(TEXT BLOCK):
☆ ☆ ☆ ☆ ☆

Julia - Dictionaries and Sets



Many of the functions we have seen so far are working on arrays and tuples. Arrays are just one type of collection, but Julia has other kind of collections too. One such collection is Dictionary object which associates keys with values. That is why it is called an ‘associative collection’.

To understand it better, we can compare it with simple look-up table in which many types of data are organized and provide us the single piece of information such as number, string or symbol called the key. It doesn’t provide us the corresponding data value.

Creating Dictionaries

The syntax for creating a simple dictionary is as follows −

Dict(“key1” => value1, “key2” => value2,,…, “keyn” => valuen)

In the above syntax, key1, key2…keyn are the keys and value1, value2,…valuen are the corresponding values. The operator => is the Pair() function. We can not have two keys with the same name because keys are always unique in dictionaries.

Example

julia> first_dict = Dict("X" => 100, "Y" => 110, "Z" => 220)
Dict{String,Int64} with 3 entries:
 "Y" => 110
 "Z" => 220
 "X" => 100

We can also create dictionaries with the help of comprehension syntax. The example is given below −

Example

julia> first_dict = Dict(string(x) => sind(x) for x = 0:5:360)
Dict{String,Float64} with 73 entries:
 "320" => -0.642788
 "65" => 0.906308
 "155" => 0.422618
 "335" => -0.422618
 "75" => 0.965926
 "50" => 0.766044
 ⋮ => ⋮

Keys

As discussed earlier, dictionaries have unique keys. It means that if we assign a value to a key that already exists, we will not be creating a new one but modifying the existing key. Following are some operations on dictionaries regarding keys −

Searching for a key

We can use haskey() function to check whether the dictionary contains a key or not −

julia> first_dict = Dict("X" => 100, "Y" => 110, "Z" => 220)
Dict{String,Int64} with 3 entries:
 "Y" => 110
 "Z" => 220
 "X" => 100
 
julia> haskey(first_dict, "Z")
true

julia> haskey(first_dict, "A")
false

Searching for a key/value pair

We can use in() function to check whether the dictionary contains a key/value pair or not −

julia> in(("X" => 100), first_dict)
true

julia> in(("X" => 220), first_dict)
false

Add a new key-value

We can add a new key-value in the existing dictionary as follows −

julia> first_dict["R"] = 400
400

julia> first_dict
Dict{String,Int64} with 4 entries:
 "Y" => 110
 "Z" => 220
 "X" => 100
 "R" => 400

Delete a key

We can use delete!() function to delete a key from an existing dictionary −

julia> delete!(first_dict, "R")
Dict{String,Int64} with 3 entries:
 "Y" => 110
 "Z" => 220
 "X" => 100

Getting all the keys

We can use keys() function to get all the keys from an existing dictionary −

julia> keys(first_dict)
Base.KeySet for a Dict{String,Int64} with 3 entries. Keys:
 "Y"
 "Z"
 "X"

Values

Every key in dictionary has a corresponding value. Following are some operations on dictionaries regarding values −

Retrieving all the values

We can use values() function to get all the values from an existing dictionary −

julia> values(first_dict)

☆ ☆ ☆ ☆ ☆

(INFORMATION SUPPLIED):

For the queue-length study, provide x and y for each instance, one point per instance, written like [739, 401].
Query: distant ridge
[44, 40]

☆ ☆ ☆ ☆ ☆

(GIVEN REQUEST 1): In the Julia dictionaries text, which function checks whether a dictionary contains a given key?
(GIVEN REQUEST 2): Write what comes next in the Julia dictionaries text, picking up where it stops.

(EXERCISE ANSWER 1): The haskey() function.

(EXERCISE ANSWER 2):
Base.ValueIterator for a Dict{String,Int64} with 3 entries. Values:
 110
 220
 100

Dictionaries as iterable objects

We can process each key/value pair to see the dictionaries are actually iterable objects −

for kv in first_dict
         println(kv)
      end
 "Y" => 110
 "Z" => 220
 "X" => 100

Here the kv is a tuple that contains each key/value pair.

Sorting a dictionary

Dictionaries do not store the keys in any particular order hence the output of the dictionary would not be a sorted array. To obtain items in order, we can sort the dictionary −

Example

julia> first_dict = Dict("R" => 100, "S" => 220, "T" => 350, "U" => 400, "V" => 575, "W" => 670)
Dict{String,Int64} with 6 entries:
 "S" => 220
 "U" => 400
 "T" => 350
 "W" => 670
 "V" => 575
 "R" => 100
julia> for key in sort(collect(keys(first_dict)))
         println("$key => $(first_dict[key])")
         end
R => 100
S => 220
T => 350
U => 400
V => 575
W => 670

We can also use SortedDict data type from the DataStructures.ji Julia package to make sure that the dictionary remains sorted all the times. You can check the example below −

Example

julia> import DataStructures
julia> first_dict = DataStructures.SortedDict("S" => 220, "T" => 350, "U" => 400, "V" => 575, "W" => 670)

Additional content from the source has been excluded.